The tasks.
A. Translate this sentence from the rugby match report into Spanish: "Fiji then continued to keep the home side pinned in their own half for the following few minutes before the Scots managed to work their way clear and deep into opposition territory."
B. Write out the passage of the rugby match report between "Royal Marines deliver the" and "of all Nationalities.", inclusive.
C. Continue the report on the Scotland–Fiji rugby match from the point where the text stops.

Excerpt provided.
####

That most mercurial of mercurial rugby nations, Fiji, were the first of three visitors to BT Murrayfield for Scotland’s 2018 Autumn International Series. Having lost to the Pacific Islanders last time they played, Scotland had made great strides forward on their way to the 2019 World Cup in Japan.

Royal Marines deliver the ball © J. L. Preece

Before the match the Royal Marines delivered the match ball with their traditional abseil from the West Stand, before the announcer called for all present to respect a minute’s silence in respect of the Fallen of all Nationalities.

Those great Scottish strides looked a bit shaky early on a as couple of errors lead to an early penalty chance for the visitors which Ben Volavola slotted home for 0-3 after 2 minutes.

Fiji then continued to keep the home side pinned in their own half for the following few minutes before the Scots managed to work their way clear and deep into opposition territory.

####

Material provided.
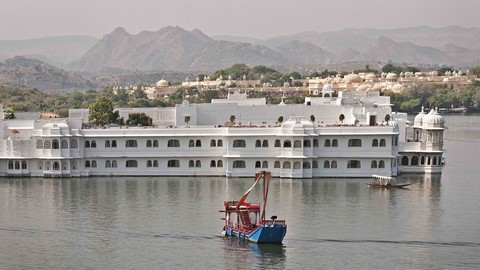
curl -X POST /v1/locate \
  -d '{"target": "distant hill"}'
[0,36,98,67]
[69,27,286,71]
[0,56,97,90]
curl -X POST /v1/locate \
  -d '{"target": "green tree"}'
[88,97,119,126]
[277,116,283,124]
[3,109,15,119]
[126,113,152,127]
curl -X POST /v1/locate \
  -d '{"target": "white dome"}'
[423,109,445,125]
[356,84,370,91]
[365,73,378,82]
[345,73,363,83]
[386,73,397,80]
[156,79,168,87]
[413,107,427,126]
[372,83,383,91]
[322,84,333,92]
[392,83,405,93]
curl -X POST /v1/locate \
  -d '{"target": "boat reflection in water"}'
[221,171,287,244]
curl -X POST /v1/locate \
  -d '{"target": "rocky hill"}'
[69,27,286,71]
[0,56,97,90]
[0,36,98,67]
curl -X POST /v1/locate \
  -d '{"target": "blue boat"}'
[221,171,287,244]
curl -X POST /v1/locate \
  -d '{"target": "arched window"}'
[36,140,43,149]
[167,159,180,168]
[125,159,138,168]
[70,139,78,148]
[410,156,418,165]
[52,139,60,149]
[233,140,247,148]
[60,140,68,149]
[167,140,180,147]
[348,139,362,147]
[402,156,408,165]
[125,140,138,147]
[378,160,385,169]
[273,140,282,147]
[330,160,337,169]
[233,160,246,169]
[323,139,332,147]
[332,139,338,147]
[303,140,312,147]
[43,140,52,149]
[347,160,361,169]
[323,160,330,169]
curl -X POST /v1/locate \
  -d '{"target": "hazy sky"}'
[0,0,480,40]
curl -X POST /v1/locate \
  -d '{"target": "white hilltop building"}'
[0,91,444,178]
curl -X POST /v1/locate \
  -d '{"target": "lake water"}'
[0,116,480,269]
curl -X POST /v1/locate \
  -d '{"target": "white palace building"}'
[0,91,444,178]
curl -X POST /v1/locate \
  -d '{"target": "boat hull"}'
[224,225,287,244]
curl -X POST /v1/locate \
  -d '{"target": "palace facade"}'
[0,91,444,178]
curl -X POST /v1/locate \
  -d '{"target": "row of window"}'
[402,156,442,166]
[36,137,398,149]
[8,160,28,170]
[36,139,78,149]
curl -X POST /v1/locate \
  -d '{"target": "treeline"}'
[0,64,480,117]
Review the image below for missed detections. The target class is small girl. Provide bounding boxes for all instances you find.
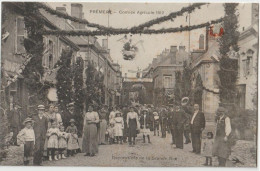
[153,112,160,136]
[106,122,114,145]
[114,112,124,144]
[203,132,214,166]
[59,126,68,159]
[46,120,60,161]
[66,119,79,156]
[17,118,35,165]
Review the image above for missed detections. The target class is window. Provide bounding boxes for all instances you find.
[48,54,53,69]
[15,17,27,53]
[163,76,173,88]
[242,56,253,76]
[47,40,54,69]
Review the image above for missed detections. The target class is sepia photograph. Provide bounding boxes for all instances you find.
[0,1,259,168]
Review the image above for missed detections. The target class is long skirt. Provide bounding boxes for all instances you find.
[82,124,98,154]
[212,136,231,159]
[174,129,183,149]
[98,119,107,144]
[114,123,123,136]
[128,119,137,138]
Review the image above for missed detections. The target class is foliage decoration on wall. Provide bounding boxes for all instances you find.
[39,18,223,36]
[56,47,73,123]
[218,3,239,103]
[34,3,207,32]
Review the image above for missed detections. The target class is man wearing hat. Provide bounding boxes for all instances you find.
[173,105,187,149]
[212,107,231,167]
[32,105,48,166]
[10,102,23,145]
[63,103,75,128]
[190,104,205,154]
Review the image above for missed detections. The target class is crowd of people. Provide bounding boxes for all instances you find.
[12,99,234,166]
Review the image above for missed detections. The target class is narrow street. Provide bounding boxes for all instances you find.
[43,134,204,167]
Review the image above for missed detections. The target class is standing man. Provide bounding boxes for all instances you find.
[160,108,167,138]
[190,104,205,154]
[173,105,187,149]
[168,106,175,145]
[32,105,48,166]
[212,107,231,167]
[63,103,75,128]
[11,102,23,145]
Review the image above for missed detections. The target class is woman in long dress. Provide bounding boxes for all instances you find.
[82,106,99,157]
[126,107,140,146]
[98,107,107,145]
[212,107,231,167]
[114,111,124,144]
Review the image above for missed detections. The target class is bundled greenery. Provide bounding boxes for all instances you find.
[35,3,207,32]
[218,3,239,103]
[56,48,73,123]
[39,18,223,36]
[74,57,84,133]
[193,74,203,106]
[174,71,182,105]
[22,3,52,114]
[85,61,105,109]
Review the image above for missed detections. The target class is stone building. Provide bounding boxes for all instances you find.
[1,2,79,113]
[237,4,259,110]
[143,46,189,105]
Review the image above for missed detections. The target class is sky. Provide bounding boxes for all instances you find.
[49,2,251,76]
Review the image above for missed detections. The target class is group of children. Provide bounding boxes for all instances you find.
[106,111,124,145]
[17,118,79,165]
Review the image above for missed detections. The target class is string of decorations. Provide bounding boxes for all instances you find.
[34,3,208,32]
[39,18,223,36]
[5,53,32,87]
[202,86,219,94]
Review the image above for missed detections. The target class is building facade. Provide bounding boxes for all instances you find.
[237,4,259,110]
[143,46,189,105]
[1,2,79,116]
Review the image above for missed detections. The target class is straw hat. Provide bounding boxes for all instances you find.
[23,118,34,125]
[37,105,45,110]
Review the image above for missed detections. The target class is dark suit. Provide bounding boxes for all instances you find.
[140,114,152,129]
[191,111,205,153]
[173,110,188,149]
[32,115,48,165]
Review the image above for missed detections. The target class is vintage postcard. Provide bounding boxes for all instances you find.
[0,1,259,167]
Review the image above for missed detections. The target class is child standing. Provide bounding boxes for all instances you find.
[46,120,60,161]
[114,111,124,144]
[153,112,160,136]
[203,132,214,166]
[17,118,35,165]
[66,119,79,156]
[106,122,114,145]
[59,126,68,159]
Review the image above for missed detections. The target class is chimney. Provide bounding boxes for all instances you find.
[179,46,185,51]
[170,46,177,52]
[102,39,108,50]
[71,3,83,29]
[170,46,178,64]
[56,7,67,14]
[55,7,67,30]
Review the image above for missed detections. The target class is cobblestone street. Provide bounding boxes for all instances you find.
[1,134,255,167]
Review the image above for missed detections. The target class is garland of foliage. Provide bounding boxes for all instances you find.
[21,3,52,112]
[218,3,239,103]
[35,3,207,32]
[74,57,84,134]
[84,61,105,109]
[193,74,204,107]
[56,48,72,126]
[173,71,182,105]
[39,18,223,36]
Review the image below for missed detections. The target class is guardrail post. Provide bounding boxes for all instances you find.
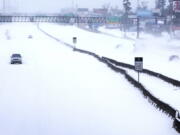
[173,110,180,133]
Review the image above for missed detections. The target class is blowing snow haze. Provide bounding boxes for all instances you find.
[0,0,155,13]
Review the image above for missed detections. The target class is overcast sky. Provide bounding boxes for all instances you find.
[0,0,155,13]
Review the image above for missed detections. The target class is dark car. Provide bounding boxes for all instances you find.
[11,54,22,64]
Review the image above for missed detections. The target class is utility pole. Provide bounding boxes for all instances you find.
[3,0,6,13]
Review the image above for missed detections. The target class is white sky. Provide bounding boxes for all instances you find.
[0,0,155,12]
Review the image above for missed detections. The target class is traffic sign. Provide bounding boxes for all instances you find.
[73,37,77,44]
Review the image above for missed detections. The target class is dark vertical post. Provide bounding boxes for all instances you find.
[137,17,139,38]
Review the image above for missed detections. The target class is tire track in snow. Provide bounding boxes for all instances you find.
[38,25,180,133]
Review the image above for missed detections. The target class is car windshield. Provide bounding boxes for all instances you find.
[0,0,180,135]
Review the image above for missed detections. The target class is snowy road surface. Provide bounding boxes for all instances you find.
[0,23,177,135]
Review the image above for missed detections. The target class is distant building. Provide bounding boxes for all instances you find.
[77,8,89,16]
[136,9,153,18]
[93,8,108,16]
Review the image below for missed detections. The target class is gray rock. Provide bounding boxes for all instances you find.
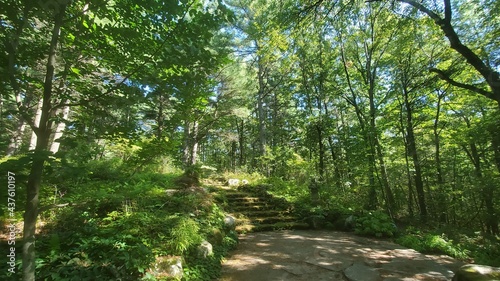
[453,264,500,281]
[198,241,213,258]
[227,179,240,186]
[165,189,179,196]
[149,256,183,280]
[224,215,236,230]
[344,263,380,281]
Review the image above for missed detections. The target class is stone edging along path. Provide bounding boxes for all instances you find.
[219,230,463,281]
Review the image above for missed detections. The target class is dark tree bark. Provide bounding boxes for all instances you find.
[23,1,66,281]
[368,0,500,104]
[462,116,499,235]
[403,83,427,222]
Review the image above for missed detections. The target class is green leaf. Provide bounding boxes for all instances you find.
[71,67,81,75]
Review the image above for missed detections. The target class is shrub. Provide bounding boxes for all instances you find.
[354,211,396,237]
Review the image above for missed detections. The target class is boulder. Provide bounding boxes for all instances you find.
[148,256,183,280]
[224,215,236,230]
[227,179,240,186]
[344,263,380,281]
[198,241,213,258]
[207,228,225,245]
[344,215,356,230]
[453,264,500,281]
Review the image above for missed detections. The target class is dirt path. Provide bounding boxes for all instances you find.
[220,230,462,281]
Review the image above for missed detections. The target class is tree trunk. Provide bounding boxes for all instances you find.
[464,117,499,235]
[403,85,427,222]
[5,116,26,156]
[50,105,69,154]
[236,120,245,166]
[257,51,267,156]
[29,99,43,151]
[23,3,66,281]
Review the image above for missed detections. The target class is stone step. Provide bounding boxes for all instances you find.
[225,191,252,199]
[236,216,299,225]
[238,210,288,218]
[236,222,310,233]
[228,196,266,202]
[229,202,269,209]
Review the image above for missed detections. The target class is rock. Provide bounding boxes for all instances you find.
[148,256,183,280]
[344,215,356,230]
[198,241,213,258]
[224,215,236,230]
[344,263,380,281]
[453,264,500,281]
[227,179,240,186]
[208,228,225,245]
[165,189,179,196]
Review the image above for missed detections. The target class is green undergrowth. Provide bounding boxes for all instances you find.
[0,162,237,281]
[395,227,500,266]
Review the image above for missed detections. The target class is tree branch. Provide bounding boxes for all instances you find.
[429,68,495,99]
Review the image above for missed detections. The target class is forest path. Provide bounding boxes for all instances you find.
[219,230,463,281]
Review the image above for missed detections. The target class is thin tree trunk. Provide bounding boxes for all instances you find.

####

Task answers.
A. Fiyi siguió entonces manteniendo al equipo local encerrado en su propia mitad durante los minutos siguientes, antes de que los escoceses consiguieran abrirse paso y adentrarse en profundidad en territorio contrario.

B.
Royal Marines deliver the ball © J. L. Preece

Before the match the Royal Marines delivered the match ball with their traditional abseil from the West Stand, before the announcer called for all present to respect a minute’s silence in respect of the Fallen of all Nationalities.

C.
Leone Nakarawa bursting through the Scots’ defence. © J. L. Preece

A couple of penalties put the match close to the Fijian line and the resultant catch and drive from a penalty line out saw Allan Dell score his first International try. Greig Laidlaw then converted for 7-3 with 12 minutes played.

Five minutes later, another front row, Fraser Brown this time, doubled the Scots’ try tally to two. They had worked their way forward using the ball well until in close when Peter Horne just failed to cross, but, with the recycle, Brown burrowed over. With Laidlaw converting again, it was 14-3 after 17 minutes.

Fiji then came straight back at the home side, using their big runners to hammer through and draw in the defence. A lineout fail from the Scottish pack was gathered by Fiji and driven forward. The final offload to Bill Mata gave the Edinburgh back-row 10 metres, or so, to blast through and dive under the posts for Fiji’s first try and 14-8. Volavola then knocked over the simple conversion to make it 14-10 as the game entered the second quarter.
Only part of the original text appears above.